#### PROBLEM STATEMENT:
Copy the rows below word for word, covering only the stretch from the line containing "Find the rubble" through the line containing "pixel 570 557", both lines included.
Start of RECORDS FOR THIS TASK
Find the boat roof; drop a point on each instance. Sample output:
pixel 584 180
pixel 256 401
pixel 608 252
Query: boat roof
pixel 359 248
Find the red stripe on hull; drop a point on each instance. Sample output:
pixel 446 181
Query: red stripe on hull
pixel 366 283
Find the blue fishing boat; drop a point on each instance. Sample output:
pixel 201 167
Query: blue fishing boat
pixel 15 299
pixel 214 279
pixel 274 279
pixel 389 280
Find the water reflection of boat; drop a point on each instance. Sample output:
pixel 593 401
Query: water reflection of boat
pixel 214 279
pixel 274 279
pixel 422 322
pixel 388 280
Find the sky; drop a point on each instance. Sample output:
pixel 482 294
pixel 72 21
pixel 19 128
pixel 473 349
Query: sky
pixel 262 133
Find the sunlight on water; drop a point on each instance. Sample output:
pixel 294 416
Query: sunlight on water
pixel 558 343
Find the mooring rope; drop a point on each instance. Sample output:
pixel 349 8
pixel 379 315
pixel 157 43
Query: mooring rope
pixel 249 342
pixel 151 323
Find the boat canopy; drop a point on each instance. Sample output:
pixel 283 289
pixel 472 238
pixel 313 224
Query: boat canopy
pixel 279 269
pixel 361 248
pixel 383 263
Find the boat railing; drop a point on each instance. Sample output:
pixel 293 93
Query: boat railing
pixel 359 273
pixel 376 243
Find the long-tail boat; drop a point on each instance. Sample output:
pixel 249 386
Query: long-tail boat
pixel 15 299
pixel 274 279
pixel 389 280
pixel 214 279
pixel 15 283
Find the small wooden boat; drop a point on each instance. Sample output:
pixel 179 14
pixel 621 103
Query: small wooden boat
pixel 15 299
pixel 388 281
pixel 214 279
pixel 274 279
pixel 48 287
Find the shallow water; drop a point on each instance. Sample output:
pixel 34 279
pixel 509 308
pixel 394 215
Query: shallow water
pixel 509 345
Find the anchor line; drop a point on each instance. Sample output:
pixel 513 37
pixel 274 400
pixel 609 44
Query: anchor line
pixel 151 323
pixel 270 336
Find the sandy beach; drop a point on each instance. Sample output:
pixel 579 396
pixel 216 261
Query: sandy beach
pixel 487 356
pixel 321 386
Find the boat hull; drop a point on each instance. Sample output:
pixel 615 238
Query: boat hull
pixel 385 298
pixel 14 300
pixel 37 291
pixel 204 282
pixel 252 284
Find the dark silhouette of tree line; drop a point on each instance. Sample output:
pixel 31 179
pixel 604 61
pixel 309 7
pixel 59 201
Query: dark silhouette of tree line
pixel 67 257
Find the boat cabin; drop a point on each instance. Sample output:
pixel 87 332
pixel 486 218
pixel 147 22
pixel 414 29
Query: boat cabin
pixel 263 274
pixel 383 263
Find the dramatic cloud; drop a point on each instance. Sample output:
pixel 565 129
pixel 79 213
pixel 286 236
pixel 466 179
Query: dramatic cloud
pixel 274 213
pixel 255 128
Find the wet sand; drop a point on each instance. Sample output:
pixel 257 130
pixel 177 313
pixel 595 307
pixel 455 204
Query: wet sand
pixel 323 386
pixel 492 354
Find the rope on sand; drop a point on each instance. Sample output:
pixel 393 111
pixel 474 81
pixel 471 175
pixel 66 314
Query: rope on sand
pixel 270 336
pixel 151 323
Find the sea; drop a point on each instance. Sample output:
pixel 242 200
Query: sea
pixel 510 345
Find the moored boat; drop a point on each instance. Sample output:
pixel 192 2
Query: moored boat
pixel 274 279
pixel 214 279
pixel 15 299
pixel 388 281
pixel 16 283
End of RECORDS FOR THIS TASK
Start of RECORDS FOR THIS TASK
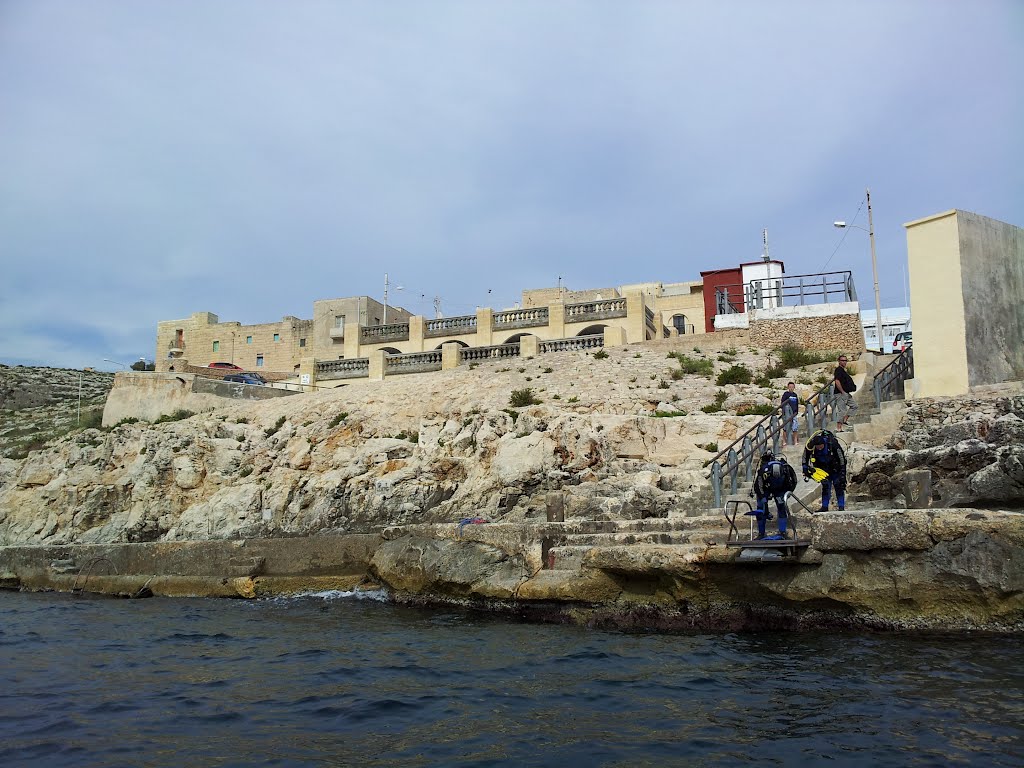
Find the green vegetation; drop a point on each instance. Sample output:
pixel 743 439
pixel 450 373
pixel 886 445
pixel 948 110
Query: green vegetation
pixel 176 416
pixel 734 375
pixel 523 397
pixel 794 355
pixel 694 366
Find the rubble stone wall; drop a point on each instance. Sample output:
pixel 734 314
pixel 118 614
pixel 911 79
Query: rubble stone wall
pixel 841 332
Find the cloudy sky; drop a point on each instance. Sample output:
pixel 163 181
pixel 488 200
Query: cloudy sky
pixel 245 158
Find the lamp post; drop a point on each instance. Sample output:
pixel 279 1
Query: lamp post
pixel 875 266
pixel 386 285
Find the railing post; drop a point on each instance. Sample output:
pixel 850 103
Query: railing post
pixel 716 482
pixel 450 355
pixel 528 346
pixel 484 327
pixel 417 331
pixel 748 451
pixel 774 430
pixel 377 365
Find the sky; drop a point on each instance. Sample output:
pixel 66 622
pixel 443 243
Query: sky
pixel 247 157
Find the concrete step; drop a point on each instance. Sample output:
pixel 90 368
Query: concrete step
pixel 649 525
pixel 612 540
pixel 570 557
End of RECORDS FOR THIS TASK
#### TASK RESULT:
Find the rubble stone wall; drop a point on each instance. Sample output:
pixel 734 314
pixel 118 614
pixel 911 79
Query: rubble stone wall
pixel 841 332
Find the cloudy sky; drop a point on each instance. Sample output:
pixel 163 181
pixel 488 200
Query: cloudy sky
pixel 245 158
Find the lamp post; drop a point on each instance. Sample output:
pixel 279 1
Query: lamp post
pixel 875 266
pixel 386 285
Find the railing post; drop a point on each instance. Sample output:
pixel 850 103
Query: railing post
pixel 716 482
pixel 450 355
pixel 528 346
pixel 484 327
pixel 417 331
pixel 748 451
pixel 774 430
pixel 377 365
Find the sky; drop a point on each instance. Sample output:
pixel 66 622
pixel 443 243
Query: sky
pixel 247 157
Find the concrete step; drop a point on each instance. Sample output:
pixel 90 368
Query: concrete step
pixel 649 525
pixel 612 540
pixel 570 557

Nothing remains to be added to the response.